Their expectation of a soppy story of struggling musicians pulling through to give listeners a great range of incredible music is skewered somewhat. A quick shift into the footage of 9/11 lays out a very poor shift in tone but a necessary one. Meet Me in the Bathroom struggles with its pace and repetition. Even the gig footage, of LCD Soundsystem playing Daft Punk is Playing at My House or of The Strokes storming the stage and Julian Casablancas diving into the crowd, feels lifeless. Massively problematic considering how much of a big bang it was for the music scene of the time. Lovelace and Southern stoke as many fires as they can and come up with some particularly unremarkable moments during a fascinating, remarkable time for music.

- - - -

* [Required task 1]: Rescale the entries, starting at the line that has "Every instance of the thin" and stopping after the line that has "x=43, y=203". Write those lines out again, requests included, with every x and y coordinate in the answers multiplied by 2.5 and rounded to a whole number, halves going up.
* [Required task 2]: Carry the review of Meet Me in the Bathroom forward from its last sentence.

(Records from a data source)
- - - -

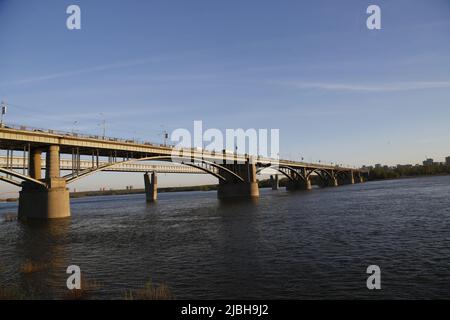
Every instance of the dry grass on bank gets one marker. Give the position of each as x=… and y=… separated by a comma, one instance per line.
x=150, y=292
x=11, y=294
x=10, y=217
x=88, y=288
x=31, y=267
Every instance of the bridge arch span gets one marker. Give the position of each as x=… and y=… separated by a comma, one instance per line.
x=279, y=169
x=193, y=162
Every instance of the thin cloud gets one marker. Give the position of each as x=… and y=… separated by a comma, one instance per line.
x=106, y=67
x=384, y=87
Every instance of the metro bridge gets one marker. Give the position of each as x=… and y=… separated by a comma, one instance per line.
x=48, y=197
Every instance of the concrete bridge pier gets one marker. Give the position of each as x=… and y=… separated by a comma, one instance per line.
x=299, y=184
x=235, y=188
x=47, y=201
x=348, y=178
x=151, y=187
x=274, y=182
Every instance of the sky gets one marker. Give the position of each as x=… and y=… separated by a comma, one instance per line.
x=337, y=91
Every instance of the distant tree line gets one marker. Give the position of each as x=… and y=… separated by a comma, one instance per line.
x=408, y=171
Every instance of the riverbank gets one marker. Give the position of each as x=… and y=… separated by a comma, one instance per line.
x=115, y=192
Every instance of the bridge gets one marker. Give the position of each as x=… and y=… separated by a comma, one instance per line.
x=47, y=196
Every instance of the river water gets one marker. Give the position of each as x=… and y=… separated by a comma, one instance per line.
x=302, y=245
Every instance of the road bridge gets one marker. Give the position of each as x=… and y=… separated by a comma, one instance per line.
x=52, y=152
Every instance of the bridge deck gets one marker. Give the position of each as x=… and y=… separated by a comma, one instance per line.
x=21, y=138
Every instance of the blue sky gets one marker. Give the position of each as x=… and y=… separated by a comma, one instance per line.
x=336, y=90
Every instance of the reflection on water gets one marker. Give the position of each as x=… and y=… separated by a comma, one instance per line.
x=285, y=245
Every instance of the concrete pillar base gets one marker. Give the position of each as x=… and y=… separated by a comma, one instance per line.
x=274, y=182
x=151, y=187
x=238, y=190
x=298, y=185
x=43, y=203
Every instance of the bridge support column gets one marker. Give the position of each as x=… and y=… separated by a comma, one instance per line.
x=333, y=182
x=274, y=182
x=151, y=187
x=45, y=202
x=347, y=179
x=35, y=164
x=234, y=188
x=299, y=184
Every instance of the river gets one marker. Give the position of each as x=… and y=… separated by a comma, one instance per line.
x=301, y=245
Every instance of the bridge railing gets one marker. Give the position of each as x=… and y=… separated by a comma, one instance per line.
x=82, y=135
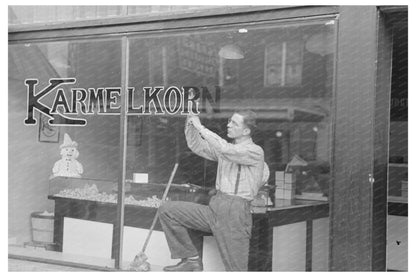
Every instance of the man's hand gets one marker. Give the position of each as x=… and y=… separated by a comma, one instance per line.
x=194, y=120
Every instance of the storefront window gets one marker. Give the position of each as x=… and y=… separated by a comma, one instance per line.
x=46, y=175
x=283, y=72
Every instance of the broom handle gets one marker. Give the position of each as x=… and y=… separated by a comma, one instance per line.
x=165, y=193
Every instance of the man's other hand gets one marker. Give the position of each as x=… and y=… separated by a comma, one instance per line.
x=195, y=121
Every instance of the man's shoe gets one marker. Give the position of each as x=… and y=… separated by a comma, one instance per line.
x=185, y=265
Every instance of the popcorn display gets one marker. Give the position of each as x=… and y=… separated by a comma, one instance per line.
x=90, y=192
x=285, y=185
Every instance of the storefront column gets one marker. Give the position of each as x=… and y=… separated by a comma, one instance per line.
x=358, y=195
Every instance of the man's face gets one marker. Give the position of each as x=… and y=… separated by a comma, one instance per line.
x=236, y=127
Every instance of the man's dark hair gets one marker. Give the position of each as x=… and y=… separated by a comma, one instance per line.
x=249, y=119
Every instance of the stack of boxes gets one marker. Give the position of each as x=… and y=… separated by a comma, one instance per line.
x=285, y=185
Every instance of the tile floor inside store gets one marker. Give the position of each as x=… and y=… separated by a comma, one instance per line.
x=24, y=259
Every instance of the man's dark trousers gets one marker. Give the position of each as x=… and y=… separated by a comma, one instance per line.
x=227, y=217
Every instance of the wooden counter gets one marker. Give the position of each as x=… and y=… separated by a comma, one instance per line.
x=260, y=257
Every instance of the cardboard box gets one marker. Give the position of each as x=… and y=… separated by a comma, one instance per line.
x=279, y=193
x=280, y=183
x=288, y=193
x=290, y=178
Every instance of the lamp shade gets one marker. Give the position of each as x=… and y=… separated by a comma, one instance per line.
x=231, y=52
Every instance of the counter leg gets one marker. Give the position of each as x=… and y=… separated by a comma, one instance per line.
x=309, y=233
x=58, y=227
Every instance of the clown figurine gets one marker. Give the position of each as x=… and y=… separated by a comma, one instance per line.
x=68, y=166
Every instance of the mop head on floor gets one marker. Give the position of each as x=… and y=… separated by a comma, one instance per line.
x=140, y=263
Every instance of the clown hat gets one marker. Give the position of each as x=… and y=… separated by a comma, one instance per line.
x=68, y=142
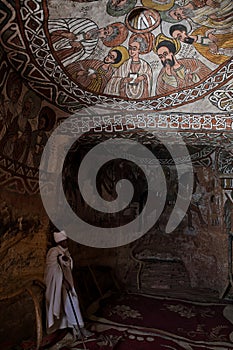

- - - -

* [Written answer 1]:
Every instance of the thin cloud gets one marker. Give the position of each as x=… and y=… separated by a comma, one instance per line.
x=265, y=168
x=960, y=218
Every instance of the metro bridge gets one marker. Give the position of each as x=… and y=… separated by a comma, one instance per line.
x=120, y=493
Every instance of the concrete bridge pier gets one marker. Give the position of each as x=… and y=… separated by a comma, one instance per line.
x=748, y=460
x=588, y=470
x=118, y=503
x=870, y=445
x=378, y=468
x=685, y=455
Every instance of the sky gets one marker. Give the position of each as x=… and y=… separated by a comma, one instance per line.
x=843, y=228
Every instance of the distant tree line gets one marker. Give the position of each as x=… and y=… separated by a comma, one instance per line.
x=1020, y=428
Every instance of the riverbank gets one marker. Give the position of each as x=… and y=… separated by a comma, one instance per line.
x=288, y=480
Every instance of the bridge gets one marker. Give the position of each as x=… and y=… separated by a comma, one instance per line.
x=118, y=490
Every instance of the river water gets one marker. Give the position of each as x=… and y=… separated by a comma, one instance per line.
x=755, y=613
Every instance of the road bridge gets one marker. Give the position of each as x=… and y=… separated by a comma, one instance per line.
x=130, y=380
Every instance of the bridge deck gets one marker. Give the position of each as x=… and y=… separated by a comma, one instance per line.
x=53, y=345
Every instance of the blue sky gets one marker. Give the position of each as x=… and y=… separated by a comma, one instance per line.
x=840, y=225
Every instance of the reflection on water gets one marker. Give the position of each as x=… and y=… separated by a comma, one instance per line.
x=713, y=613
Every instance of the concrete pillar base gets one marker. Give the position of each as x=… and y=… separated by a comma, one instance per line.
x=685, y=455
x=378, y=468
x=595, y=475
x=745, y=463
x=108, y=508

* [Written answer 2]:
New York City is, indeed, a graveyard. Probably anyway. Meet Me in the Bathroom tries to make the grunge and vile living look fun and free. Liberating perspectives that Joan Didion had battered down in the days of the hippie movement decades before The Strokes and The Moldy Peaches hit the scene. It is all a matter of appearance and while Lovelace and Southern have a clear love for the people at the heart of it, the former directed Shut Up and Play the Hits of course, try and mask the stifling horrors that always flow under the surface. Dig! did a solid job of showing the harsher conditions of up-and-coming bands during periods of major change in the industry. Karen O is the clear lead here and rightly so, the moments with the Yeah Yeah Yeahs and briefly with The Strokes and LCD Soundsystem are the equivalent of those behind-the-scenes Vice videos or a Nardwuar YouTube bit. He does feature in Meet Me in the Bathroom. It is not far off.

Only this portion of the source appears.